- Exercises:
1. In the passage on epistemic injustice in medicine, what diagnosis did Toombs eventually receive?
2. Copy the passage on epistemic injustice word for word, starting at the words "Toombs ‘knows’ her" and stopping after "culture of practice.".

- Document segment:

In the following extract another first-year medical student explores the biographical realm through creative writing and ‘trying out the patient’s shoes’:
‘I remember what I felt emerging from the neurologist’s office … I was … relieved to finally have a diagnosis, at last someone recognising that there was something actually wrong with me … It had taken them over a year to figure it out, a year of me bounced between hospitals and arrogant consultants, poked and prodded and tested like I was a monkey about to be shot into space. All the time I had doctors brushing it aside; “oh it’s probably nothing more than such and such”, they said dismissively like I didn’t know what I was feeling in my own body.’
(George Wellby, 2010)10
In this narrative the student attends to the dismissal of the patient testimony. Patients themselves attest to similar experiences. Toombs11 describes negation of her bodily symptoms prior to her diagnosis of multiple sclerosis. In disappointment at the inconclusiveness of her muscle biopsy she put it to the physician that little had been gained by performing the procedure:
‘“Oh but we have! [gained something] Now we KNOW something is wrong’ countered her physician.”
Toombs ‘knows’ her bodily dysfunction, but the clinician attributes lower value to this embodied ‘subjective’ knowledge in this brief interpersonal encounter than to the ‘objective’ knowledge that emerges from the test. These two narratives illustrate epistemic injustice — wrong done to someone specifically in their capacity as knower, a phenomenon that is all too common in medical practice, whereby a patient suffers an unfair credibility deficit, by virtue of being a patient.12,13 Creative texts can surface and make visible concepts such as epistemic injustice that might otherwise remain ‘inarticulate’ in the professional culture of practice.

[Text-to-region grounding data]
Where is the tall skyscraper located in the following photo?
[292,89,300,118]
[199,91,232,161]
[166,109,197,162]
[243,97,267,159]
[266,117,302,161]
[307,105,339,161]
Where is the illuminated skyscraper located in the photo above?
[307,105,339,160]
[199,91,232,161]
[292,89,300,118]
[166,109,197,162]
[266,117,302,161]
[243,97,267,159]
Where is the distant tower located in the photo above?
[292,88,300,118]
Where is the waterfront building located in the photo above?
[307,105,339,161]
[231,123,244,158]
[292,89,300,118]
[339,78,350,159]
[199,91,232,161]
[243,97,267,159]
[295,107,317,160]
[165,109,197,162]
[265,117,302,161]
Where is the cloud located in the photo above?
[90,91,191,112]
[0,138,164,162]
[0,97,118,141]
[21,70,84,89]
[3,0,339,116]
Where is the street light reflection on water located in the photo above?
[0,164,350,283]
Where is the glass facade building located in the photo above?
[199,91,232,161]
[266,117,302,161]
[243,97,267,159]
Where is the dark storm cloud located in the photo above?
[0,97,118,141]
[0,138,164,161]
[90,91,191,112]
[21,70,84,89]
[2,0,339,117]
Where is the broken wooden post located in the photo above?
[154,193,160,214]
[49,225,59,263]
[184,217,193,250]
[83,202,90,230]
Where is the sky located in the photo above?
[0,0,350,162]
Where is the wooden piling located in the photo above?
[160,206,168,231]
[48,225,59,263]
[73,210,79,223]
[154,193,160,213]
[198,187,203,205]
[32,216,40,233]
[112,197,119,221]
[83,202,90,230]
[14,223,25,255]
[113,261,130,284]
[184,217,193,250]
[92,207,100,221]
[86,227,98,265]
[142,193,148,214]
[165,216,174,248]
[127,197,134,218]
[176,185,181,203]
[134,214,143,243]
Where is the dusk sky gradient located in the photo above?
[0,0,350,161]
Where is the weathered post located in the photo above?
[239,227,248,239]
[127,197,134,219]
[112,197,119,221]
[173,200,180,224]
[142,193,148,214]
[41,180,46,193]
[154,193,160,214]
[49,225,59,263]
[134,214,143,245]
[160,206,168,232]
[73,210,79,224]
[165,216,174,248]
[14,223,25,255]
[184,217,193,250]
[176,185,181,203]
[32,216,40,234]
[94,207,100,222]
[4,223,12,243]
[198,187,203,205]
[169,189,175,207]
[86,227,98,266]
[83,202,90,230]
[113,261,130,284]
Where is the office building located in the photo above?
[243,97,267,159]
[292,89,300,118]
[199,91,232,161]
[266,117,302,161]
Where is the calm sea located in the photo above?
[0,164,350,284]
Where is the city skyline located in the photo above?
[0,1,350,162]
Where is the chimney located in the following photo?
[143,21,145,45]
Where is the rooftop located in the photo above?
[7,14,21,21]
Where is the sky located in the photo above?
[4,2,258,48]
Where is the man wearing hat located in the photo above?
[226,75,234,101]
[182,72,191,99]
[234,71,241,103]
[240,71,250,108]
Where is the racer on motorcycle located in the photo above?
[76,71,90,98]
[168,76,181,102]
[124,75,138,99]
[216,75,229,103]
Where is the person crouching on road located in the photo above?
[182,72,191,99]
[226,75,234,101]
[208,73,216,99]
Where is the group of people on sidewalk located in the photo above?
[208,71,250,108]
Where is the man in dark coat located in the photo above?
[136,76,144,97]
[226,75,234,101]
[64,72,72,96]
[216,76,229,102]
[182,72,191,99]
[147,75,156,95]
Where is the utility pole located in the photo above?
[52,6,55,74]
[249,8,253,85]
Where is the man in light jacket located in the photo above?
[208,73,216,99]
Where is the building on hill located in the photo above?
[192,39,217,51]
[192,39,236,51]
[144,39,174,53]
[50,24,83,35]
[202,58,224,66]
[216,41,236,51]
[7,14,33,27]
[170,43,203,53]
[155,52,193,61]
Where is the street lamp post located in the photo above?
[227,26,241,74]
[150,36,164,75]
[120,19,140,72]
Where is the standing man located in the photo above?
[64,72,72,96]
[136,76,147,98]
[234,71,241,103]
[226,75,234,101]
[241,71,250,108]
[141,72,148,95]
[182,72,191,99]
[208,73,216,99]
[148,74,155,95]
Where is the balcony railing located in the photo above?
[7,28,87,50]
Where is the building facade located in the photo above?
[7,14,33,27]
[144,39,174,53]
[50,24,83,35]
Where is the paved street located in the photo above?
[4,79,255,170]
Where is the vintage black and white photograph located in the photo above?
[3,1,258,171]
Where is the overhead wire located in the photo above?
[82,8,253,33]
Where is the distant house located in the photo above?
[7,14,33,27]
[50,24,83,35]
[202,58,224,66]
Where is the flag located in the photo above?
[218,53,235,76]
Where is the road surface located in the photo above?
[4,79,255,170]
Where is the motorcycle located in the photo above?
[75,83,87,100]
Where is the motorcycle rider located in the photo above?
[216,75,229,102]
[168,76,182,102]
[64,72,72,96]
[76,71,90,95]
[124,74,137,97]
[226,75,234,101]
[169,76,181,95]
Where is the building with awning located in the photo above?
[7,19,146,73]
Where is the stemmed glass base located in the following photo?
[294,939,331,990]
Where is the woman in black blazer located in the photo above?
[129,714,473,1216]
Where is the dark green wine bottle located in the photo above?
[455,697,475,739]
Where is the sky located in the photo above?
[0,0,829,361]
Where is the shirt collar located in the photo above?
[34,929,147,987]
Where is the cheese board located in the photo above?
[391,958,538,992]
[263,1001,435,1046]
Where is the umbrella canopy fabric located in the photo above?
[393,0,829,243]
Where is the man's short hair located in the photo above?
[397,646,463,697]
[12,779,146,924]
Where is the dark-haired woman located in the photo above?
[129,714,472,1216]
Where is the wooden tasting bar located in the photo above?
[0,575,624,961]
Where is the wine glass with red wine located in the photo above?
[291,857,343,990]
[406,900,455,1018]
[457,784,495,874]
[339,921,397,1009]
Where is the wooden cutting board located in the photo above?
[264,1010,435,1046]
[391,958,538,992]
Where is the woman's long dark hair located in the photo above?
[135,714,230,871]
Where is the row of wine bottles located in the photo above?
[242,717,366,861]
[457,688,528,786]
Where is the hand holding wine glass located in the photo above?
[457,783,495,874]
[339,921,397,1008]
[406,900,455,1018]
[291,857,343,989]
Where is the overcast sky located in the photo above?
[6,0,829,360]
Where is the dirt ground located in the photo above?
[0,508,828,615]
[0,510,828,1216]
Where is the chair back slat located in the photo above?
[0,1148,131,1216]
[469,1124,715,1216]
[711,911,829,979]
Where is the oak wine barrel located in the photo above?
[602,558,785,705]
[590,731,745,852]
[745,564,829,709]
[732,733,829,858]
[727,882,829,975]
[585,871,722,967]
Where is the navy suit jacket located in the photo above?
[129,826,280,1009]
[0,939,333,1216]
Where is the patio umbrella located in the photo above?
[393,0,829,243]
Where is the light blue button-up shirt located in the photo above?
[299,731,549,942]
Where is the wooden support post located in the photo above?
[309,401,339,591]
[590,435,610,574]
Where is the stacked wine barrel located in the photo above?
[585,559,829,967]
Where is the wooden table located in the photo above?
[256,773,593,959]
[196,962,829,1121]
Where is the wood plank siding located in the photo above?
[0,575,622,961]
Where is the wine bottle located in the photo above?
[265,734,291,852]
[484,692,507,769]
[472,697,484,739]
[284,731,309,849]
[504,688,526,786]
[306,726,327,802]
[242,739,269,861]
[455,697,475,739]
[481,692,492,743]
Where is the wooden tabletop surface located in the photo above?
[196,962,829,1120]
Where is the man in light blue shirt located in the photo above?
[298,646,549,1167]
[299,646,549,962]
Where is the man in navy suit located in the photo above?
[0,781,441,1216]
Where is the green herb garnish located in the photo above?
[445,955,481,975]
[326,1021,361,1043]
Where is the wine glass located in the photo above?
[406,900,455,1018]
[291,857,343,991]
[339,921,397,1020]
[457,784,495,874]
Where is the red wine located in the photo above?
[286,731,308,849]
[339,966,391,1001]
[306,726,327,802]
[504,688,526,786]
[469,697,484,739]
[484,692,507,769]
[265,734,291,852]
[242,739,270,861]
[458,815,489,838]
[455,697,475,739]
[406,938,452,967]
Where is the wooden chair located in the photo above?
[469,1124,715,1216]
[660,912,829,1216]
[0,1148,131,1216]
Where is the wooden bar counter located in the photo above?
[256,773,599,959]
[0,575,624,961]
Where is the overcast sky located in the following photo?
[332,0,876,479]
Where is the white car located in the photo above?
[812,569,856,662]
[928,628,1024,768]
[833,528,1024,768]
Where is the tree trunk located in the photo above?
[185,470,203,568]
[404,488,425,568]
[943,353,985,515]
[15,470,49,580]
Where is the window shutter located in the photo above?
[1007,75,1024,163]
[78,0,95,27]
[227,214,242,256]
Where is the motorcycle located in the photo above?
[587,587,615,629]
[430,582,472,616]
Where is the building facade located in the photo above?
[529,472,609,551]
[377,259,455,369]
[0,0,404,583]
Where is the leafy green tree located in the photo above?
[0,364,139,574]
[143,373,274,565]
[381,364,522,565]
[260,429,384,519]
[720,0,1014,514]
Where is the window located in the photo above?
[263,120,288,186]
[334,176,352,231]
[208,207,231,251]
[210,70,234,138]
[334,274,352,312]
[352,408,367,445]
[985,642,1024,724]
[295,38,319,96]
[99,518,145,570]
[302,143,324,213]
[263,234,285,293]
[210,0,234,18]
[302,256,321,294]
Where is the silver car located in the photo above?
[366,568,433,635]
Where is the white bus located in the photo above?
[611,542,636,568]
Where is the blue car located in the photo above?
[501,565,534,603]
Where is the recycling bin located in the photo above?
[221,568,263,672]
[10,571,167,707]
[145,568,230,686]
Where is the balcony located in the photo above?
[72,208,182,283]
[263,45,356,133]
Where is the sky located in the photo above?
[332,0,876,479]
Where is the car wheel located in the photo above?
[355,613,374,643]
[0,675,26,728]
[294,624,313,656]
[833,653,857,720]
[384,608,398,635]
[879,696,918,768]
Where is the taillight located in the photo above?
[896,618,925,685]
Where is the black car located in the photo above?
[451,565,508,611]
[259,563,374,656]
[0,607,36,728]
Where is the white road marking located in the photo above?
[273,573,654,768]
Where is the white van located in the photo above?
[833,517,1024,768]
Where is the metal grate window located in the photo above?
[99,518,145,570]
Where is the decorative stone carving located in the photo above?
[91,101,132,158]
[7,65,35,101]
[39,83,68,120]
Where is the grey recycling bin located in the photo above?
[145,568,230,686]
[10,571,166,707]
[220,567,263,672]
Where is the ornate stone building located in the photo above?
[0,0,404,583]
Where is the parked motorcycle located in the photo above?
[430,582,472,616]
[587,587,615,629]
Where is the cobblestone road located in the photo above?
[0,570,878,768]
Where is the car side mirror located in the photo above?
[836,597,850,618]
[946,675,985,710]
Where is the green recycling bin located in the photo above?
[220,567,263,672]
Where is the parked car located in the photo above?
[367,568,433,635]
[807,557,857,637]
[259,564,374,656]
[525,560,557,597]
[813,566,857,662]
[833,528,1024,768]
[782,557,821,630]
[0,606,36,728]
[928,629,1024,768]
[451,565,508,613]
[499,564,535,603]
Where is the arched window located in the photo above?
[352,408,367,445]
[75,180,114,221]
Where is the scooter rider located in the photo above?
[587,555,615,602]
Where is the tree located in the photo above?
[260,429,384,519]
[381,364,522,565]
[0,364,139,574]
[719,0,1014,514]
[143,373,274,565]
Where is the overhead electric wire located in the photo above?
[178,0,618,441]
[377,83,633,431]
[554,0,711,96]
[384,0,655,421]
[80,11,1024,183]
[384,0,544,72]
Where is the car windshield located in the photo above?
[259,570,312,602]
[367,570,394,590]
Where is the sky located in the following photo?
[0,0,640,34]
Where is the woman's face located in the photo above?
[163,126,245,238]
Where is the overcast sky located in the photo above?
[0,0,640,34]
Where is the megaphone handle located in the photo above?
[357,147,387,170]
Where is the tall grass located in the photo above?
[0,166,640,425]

- Results by task:
1. Multiple sclerosis.

2.
Toombs ‘knows’ her bodily dysfunction, but the clinician attributes lower value to this embodied ‘subjective’ knowledge in this brief interpersonal encounter than to the ‘objective’ knowledge that emerges from the test. These two narratives illustrate epistemic injustice — wrong done to someone specifically in their capacity as knower, a phenomenon that is all too common in medical practice, whereby a patient suffers an unfair credibility deficit, by virtue of being a patient.12,13 Creative texts can surface and make visible concepts such as epistemic injustice that might otherwise remain ‘inarticulate’ in the professional culture of practice.